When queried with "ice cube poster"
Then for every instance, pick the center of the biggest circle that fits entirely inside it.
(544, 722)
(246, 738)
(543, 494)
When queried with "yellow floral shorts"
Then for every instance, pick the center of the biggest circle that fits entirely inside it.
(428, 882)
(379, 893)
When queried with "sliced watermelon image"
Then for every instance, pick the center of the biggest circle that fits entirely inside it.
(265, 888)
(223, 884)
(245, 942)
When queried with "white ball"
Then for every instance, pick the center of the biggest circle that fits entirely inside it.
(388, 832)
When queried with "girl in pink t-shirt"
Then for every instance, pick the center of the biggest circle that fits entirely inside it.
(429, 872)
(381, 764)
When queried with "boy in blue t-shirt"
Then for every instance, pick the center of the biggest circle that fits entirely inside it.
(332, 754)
:::
Search the data for the string "When" and copy out every line where it is found.

When queried with "ice cube poster"
When queried with "yellow floral shorts"
When queried with "sliced watermelon image"
When queried with "white ball"
When queried with "girl in pink t-shirt"
When queried with "boy in blue t-shirt"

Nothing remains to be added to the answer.